SHORT PROBLEM
Rewrite the stretch from the line containing "Batch job #4201 — class label: green blurred" through the end of the records, replacing "brown wing" with "folded wing" and leaving everything else unchanged.

TASK MATERIAL
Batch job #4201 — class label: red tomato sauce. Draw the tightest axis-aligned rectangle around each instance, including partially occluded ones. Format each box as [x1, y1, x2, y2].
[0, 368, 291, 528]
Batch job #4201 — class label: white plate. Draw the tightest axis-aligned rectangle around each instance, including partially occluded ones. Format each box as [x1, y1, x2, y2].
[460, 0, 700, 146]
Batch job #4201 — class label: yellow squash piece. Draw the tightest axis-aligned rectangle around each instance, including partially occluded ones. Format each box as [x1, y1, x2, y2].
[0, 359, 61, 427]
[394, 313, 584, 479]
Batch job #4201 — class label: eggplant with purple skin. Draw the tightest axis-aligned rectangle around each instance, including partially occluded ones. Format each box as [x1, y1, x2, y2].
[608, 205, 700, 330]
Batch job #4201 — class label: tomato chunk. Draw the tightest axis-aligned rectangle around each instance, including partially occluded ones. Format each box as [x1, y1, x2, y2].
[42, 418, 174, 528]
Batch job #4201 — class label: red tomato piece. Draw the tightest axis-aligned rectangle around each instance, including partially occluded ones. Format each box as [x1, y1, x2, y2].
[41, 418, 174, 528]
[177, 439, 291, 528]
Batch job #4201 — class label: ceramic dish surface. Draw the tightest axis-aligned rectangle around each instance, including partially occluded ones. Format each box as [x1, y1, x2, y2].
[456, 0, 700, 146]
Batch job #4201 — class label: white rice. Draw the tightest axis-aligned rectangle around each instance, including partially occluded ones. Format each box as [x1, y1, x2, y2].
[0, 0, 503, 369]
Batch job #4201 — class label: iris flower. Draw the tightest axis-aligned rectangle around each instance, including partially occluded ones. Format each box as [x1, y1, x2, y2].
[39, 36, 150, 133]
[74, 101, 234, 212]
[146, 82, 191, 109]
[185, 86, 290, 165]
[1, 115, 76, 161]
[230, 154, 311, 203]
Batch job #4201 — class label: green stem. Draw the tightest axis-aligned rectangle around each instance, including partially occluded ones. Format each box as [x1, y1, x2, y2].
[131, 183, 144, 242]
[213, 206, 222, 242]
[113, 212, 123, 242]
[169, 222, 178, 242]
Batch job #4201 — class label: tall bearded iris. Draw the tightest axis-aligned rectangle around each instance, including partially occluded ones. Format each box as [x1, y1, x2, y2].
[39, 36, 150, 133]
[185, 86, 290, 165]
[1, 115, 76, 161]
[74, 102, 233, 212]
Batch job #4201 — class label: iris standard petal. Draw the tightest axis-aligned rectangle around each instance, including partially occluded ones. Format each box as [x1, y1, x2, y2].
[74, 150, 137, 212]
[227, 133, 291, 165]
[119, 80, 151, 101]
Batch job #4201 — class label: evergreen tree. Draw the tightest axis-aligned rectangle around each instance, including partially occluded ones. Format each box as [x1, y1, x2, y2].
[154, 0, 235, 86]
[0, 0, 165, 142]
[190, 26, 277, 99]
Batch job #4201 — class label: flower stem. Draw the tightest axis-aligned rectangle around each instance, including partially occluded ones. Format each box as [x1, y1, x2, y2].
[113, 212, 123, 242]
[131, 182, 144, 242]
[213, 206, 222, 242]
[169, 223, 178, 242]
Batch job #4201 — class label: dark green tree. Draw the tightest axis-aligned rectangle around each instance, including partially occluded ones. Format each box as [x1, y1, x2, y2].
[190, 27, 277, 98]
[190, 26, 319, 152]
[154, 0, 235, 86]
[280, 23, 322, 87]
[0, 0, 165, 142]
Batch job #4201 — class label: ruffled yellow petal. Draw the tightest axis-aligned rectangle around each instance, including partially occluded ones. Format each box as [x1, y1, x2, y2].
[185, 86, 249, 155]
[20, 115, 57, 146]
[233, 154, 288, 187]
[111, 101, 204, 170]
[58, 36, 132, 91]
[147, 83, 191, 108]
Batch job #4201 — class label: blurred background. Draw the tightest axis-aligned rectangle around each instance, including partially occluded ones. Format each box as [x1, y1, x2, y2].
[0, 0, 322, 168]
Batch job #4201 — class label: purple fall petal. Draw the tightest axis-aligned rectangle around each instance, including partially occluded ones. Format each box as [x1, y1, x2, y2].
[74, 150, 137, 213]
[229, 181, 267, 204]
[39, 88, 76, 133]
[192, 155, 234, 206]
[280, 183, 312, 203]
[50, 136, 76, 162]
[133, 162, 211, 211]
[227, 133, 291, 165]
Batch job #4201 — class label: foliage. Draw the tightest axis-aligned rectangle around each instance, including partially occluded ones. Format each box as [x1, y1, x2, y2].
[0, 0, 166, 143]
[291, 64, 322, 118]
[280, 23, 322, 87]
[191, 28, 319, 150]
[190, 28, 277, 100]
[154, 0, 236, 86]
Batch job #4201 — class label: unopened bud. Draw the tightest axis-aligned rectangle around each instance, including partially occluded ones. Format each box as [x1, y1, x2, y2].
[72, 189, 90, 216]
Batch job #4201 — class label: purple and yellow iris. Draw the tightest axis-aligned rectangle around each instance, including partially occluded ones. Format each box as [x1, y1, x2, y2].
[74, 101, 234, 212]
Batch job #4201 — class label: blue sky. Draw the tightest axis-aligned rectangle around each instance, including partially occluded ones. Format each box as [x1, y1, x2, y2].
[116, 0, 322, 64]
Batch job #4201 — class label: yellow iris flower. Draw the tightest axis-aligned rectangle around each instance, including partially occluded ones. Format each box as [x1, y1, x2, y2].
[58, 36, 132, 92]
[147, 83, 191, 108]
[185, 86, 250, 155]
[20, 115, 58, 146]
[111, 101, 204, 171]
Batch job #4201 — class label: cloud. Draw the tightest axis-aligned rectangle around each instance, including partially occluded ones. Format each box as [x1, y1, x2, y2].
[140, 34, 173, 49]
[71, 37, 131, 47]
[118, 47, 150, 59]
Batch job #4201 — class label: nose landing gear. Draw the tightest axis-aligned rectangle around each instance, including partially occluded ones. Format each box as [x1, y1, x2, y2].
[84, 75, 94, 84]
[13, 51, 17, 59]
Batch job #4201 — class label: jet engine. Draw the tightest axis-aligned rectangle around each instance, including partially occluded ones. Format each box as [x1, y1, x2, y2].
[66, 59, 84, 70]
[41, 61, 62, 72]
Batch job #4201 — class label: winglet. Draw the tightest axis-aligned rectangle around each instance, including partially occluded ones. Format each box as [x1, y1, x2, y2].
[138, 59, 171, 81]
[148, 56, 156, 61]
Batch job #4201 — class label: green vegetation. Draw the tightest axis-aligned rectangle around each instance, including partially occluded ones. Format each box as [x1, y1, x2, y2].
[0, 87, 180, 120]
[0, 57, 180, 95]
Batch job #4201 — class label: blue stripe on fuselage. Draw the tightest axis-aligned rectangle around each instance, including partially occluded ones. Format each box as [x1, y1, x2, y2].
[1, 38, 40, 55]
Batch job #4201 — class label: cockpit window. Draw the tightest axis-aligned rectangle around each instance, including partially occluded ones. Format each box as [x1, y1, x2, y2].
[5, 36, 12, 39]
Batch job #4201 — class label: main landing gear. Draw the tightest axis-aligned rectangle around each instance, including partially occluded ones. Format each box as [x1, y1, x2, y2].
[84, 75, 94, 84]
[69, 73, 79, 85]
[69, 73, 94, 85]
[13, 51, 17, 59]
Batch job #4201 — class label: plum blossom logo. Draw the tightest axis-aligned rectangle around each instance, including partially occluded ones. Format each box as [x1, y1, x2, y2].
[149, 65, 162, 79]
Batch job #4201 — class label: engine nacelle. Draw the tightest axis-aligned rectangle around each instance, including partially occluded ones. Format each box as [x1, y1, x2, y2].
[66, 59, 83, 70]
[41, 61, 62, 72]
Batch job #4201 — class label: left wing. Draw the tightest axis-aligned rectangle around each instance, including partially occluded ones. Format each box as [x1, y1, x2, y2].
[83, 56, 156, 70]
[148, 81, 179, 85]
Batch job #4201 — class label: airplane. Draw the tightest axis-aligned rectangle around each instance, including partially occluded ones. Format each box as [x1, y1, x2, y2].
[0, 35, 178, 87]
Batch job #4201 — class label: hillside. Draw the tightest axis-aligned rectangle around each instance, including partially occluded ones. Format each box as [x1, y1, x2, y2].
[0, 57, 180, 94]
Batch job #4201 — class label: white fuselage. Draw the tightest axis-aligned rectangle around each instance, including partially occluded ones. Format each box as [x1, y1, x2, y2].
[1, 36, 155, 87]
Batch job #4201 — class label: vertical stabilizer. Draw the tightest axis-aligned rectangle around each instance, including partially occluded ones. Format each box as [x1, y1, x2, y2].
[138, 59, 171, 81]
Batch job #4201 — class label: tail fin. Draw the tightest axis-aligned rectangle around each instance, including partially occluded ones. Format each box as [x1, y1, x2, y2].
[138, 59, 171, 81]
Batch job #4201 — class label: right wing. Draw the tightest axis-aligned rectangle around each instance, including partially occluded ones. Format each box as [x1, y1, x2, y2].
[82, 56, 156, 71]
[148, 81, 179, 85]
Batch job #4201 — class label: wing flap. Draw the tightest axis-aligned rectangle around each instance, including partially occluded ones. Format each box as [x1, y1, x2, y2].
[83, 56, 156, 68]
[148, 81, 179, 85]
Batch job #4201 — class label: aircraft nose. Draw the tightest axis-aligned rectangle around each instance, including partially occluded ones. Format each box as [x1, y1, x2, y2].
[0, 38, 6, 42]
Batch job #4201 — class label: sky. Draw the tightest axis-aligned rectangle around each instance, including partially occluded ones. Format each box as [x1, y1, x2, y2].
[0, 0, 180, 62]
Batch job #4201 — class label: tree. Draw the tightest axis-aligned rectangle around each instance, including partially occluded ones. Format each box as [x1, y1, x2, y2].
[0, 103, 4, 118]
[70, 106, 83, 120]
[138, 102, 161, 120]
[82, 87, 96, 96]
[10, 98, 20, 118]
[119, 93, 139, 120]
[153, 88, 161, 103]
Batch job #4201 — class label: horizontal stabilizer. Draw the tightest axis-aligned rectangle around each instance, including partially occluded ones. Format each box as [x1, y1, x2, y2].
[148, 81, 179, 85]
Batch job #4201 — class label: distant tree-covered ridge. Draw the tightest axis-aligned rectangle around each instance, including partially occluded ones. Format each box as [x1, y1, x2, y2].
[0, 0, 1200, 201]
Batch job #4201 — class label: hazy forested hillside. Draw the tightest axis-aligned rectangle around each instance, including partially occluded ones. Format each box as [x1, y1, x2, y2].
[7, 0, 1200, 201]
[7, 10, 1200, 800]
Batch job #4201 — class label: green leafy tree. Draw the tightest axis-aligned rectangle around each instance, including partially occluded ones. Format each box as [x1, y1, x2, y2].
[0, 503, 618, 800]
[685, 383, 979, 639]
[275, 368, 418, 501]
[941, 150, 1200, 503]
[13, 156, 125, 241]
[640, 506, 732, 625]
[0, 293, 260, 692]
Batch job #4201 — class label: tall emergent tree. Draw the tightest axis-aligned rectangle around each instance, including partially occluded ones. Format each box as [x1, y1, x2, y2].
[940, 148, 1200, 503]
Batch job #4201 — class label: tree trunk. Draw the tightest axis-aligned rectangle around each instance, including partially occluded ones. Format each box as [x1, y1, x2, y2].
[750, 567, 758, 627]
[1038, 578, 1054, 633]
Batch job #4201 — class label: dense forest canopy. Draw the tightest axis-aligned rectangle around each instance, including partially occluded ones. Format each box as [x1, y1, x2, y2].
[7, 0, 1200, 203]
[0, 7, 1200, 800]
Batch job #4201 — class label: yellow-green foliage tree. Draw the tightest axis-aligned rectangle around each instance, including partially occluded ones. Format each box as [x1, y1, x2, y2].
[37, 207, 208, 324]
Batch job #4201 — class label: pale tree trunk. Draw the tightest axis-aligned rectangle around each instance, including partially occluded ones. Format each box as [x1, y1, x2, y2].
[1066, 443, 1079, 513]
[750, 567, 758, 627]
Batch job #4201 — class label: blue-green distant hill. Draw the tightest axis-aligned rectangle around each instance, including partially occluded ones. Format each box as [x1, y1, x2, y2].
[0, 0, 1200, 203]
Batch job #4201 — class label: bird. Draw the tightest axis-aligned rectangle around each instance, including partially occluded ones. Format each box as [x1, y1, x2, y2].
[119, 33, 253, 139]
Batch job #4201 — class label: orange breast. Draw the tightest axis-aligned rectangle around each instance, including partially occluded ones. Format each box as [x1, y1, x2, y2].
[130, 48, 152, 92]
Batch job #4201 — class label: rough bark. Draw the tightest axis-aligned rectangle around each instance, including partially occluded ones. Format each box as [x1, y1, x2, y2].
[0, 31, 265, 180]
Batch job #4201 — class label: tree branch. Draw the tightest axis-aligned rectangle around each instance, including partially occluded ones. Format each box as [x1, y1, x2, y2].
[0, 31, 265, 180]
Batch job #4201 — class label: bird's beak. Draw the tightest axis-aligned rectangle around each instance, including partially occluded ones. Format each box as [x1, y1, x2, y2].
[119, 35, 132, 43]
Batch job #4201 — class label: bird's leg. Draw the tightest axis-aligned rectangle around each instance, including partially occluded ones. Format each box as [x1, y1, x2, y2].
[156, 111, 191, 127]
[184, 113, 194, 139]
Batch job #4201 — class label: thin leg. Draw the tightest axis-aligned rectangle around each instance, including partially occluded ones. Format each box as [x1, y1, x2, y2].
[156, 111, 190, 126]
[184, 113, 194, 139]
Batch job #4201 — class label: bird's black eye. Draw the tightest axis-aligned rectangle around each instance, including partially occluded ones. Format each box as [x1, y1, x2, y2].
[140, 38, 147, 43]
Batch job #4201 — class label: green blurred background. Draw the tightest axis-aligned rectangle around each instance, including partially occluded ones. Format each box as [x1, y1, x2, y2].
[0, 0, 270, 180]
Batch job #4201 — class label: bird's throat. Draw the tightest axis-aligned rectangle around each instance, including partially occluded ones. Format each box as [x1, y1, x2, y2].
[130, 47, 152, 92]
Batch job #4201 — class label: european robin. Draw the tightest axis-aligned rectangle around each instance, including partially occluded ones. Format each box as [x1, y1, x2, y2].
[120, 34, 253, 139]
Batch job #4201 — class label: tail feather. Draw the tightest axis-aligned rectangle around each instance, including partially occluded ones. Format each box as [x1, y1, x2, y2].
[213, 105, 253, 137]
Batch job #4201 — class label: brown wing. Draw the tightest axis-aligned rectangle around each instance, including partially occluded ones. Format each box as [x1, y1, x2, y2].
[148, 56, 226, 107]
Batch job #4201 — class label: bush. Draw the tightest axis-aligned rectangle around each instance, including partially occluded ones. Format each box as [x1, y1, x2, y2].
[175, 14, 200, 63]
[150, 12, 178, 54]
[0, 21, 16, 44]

SOLUTION TO THE EXERCISE
Batch job #4201 — class label: green blurred background. Draw the tightest axis-aligned rectangle around each instance, including partially occluded ones. Format each box as [x1, y1, x2, y2].
[0, 0, 270, 180]
Batch job #4201 — class label: bird's throat. Draw the tightest axis-aligned rectangle around each instance, including partially occluded ones. Format each box as [x1, y1, x2, y2].
[130, 47, 152, 92]
Batch job #4201 — class label: european robin. Draw the tightest axis-aligned rectangle around each instance, including partially occluded ones. Format each box as [x1, y1, x2, y2].
[120, 34, 253, 139]
Batch job #4201 — class label: tail feather. Draw the tightest axis-aligned rectangle around each instance, including partially occluded ones. Format each box as [x1, y1, x2, y2].
[213, 105, 253, 137]
Batch job #4201 — class label: folded wing. Draw the tightest axis-aligned rectangle around each instance, including partially occluded ones. Format each box as [x1, y1, x2, y2].
[148, 56, 226, 107]
Batch job #4201 — class label: bush. Draw the tightest axis-aligned rectangle around each instance, including partially occluded ones. Format each box as [x1, y1, x2, y2].
[175, 14, 200, 63]
[150, 12, 178, 54]
[0, 21, 16, 44]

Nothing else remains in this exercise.